Task requirements
Please repeat the listing exactly, with every line intact.

Records for processing
——

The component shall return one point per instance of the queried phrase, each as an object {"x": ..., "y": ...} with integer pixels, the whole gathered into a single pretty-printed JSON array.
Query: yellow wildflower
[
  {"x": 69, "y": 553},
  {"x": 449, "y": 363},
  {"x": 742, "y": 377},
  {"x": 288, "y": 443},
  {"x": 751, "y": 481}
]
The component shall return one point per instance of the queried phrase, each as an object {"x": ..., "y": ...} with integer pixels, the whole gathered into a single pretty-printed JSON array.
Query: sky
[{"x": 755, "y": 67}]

——

Response area
The component shall return one point per instance of the queried phrase, each as an object {"x": ..., "y": ...} with integer pixels, the whole gathered into a single pretty-printed JSON array.
Query: yellow wildflower
[
  {"x": 69, "y": 553},
  {"x": 449, "y": 363},
  {"x": 742, "y": 377},
  {"x": 288, "y": 443},
  {"x": 751, "y": 481}
]
The component shall return one point per instance of the queried phrase, each as an object {"x": ..., "y": ...} with integer pixels, the whole gathered into a single pretty-printed JSON array.
Query: sky
[{"x": 755, "y": 67}]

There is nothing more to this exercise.